◆ Source excerpt:
DOW JONES NEWSWIRES
Avery Dennison Corp. (AVY) swung to a first-quarter loss on
restructuring and other charges as the office-supply and label
manufacturer saw demand continue to fall.
President and Chief Executive Dean A. Scarborough said business
conditions remain weak, especially in the retail sector, but noted
sales and profit declines moderated after a "very weak" January.
Earnings fell well short of analysts' expectations.
Office-supply companies have seen demand weaken during the
recession as business customers delay replacing old office-supply
products, leading some in the sector to cut costs by closing
underperforming stores and reducing new store openings. For its
part, Avery said in December it will cut 10% of its work force to
produce roughly $150 million in annualized savings over the next
couple of years.
The company posted a net loss of $46.2 million, or 46 cents a
share, compared with year-earlier net income of $68.4 million, or
69 cents a share. Excluding restructuring charges and other costs,
earnings fell to 11 cents a share from 80 cents a share.

◆ Exercise description: Reproduce the stretch of the Avery Dennison earnings article from "Office-supply companies have" through "couple of years.". The records play no part in this work.

◆ Supplied data:

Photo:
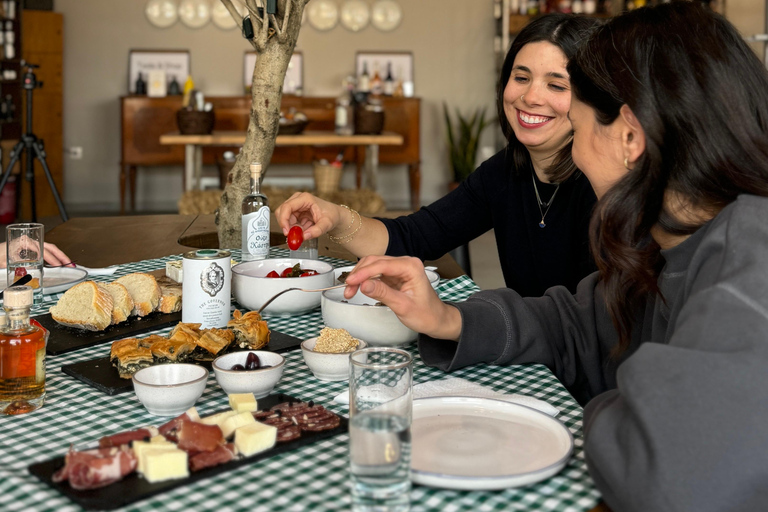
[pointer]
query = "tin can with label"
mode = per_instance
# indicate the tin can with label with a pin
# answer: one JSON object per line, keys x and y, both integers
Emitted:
{"x": 206, "y": 295}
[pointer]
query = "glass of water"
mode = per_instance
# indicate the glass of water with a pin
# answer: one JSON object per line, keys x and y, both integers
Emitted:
{"x": 24, "y": 250}
{"x": 380, "y": 403}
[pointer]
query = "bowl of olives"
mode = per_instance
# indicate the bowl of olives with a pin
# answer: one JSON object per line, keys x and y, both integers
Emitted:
{"x": 249, "y": 371}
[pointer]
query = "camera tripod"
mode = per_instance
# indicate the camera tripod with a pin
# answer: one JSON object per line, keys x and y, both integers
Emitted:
{"x": 33, "y": 148}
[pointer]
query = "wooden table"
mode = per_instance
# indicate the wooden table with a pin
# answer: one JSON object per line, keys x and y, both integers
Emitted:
{"x": 193, "y": 144}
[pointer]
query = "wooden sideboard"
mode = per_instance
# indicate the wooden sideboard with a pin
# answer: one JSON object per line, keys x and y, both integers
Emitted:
{"x": 144, "y": 120}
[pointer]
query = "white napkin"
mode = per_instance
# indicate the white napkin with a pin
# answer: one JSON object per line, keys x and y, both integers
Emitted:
{"x": 453, "y": 386}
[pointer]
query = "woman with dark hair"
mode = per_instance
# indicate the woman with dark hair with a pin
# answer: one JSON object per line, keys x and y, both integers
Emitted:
{"x": 530, "y": 193}
{"x": 667, "y": 344}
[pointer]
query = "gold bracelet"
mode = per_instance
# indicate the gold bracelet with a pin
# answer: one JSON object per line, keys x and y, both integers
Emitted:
{"x": 348, "y": 237}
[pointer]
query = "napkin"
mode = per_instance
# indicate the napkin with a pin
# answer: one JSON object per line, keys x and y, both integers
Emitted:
{"x": 454, "y": 386}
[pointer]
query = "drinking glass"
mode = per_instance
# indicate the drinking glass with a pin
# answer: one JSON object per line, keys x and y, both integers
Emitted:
{"x": 380, "y": 403}
{"x": 24, "y": 250}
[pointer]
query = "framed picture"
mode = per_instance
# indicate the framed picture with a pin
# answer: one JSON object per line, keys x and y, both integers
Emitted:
{"x": 175, "y": 63}
{"x": 294, "y": 77}
{"x": 400, "y": 64}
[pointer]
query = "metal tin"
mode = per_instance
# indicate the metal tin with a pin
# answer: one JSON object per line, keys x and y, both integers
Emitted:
{"x": 206, "y": 289}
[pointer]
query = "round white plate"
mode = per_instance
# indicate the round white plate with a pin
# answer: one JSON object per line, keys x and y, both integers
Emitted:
{"x": 355, "y": 15}
{"x": 386, "y": 15}
{"x": 194, "y": 13}
{"x": 161, "y": 13}
{"x": 323, "y": 14}
{"x": 484, "y": 444}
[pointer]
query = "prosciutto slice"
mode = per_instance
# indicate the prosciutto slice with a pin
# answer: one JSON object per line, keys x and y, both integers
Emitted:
{"x": 91, "y": 469}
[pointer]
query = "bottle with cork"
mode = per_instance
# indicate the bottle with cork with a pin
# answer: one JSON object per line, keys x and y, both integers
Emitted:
{"x": 256, "y": 218}
{"x": 22, "y": 355}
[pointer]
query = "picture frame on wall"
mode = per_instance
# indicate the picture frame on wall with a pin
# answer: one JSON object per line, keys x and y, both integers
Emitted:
{"x": 175, "y": 63}
{"x": 294, "y": 76}
{"x": 400, "y": 63}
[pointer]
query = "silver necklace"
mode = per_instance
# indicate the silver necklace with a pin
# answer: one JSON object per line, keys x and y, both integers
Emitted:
{"x": 543, "y": 207}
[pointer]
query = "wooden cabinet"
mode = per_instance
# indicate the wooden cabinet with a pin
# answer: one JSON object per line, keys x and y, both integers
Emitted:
{"x": 144, "y": 120}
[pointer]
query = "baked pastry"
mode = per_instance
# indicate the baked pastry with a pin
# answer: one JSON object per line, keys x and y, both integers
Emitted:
{"x": 85, "y": 306}
{"x": 129, "y": 356}
{"x": 250, "y": 330}
{"x": 122, "y": 303}
{"x": 144, "y": 291}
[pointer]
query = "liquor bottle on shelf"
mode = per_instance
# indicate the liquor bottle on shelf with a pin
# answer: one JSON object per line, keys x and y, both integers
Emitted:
{"x": 22, "y": 355}
{"x": 255, "y": 219}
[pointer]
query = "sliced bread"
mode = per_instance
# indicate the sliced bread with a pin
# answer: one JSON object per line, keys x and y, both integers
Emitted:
{"x": 170, "y": 300}
{"x": 144, "y": 291}
{"x": 85, "y": 306}
{"x": 122, "y": 303}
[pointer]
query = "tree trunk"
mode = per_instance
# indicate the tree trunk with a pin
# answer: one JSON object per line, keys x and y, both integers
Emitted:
{"x": 266, "y": 94}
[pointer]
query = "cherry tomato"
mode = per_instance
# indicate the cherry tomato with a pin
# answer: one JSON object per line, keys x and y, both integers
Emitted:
{"x": 295, "y": 238}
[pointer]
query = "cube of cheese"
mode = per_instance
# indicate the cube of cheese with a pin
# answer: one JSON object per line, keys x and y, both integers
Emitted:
{"x": 255, "y": 438}
{"x": 234, "y": 422}
{"x": 161, "y": 465}
{"x": 140, "y": 448}
{"x": 242, "y": 402}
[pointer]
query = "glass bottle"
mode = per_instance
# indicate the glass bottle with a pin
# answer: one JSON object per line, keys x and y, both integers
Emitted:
{"x": 255, "y": 219}
{"x": 22, "y": 355}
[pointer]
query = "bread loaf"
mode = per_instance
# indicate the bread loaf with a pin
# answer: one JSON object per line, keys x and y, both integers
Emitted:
{"x": 85, "y": 306}
{"x": 122, "y": 303}
{"x": 144, "y": 291}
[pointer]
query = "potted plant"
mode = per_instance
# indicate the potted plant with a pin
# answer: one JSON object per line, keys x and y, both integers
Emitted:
{"x": 463, "y": 141}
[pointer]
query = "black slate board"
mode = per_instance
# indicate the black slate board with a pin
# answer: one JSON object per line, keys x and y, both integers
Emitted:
{"x": 134, "y": 488}
{"x": 100, "y": 374}
{"x": 65, "y": 339}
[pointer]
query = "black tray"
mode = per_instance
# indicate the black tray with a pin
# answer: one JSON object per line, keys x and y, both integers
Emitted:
{"x": 100, "y": 373}
{"x": 65, "y": 339}
{"x": 134, "y": 488}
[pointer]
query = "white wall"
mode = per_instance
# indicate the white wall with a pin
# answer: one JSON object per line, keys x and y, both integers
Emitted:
{"x": 452, "y": 43}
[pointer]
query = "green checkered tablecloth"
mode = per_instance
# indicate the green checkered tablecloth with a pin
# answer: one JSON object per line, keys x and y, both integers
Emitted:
{"x": 312, "y": 478}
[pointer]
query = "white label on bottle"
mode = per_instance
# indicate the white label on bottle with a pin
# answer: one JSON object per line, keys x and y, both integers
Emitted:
{"x": 256, "y": 236}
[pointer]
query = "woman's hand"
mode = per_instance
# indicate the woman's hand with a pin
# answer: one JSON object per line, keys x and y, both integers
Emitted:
{"x": 404, "y": 287}
{"x": 315, "y": 216}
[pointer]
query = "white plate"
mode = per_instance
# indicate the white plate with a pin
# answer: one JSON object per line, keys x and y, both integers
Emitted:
{"x": 484, "y": 444}
{"x": 161, "y": 13}
{"x": 355, "y": 15}
{"x": 386, "y": 15}
{"x": 323, "y": 14}
{"x": 194, "y": 13}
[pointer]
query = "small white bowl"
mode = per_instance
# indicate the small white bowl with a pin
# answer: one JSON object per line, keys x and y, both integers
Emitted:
{"x": 327, "y": 366}
{"x": 377, "y": 325}
{"x": 252, "y": 288}
{"x": 259, "y": 382}
{"x": 169, "y": 389}
{"x": 434, "y": 277}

◆ Exercise response:
Office-supply companies have seen demand weaken during the
recession as business customers delay replacing old office-supply
products, leading some in the sector to cut costs by closing
underperforming stores and reducing new store openings. For its
part, Avery said in December it will cut 10% of its work force to
produce roughly $150 million in annualized savings over the next
couple of years.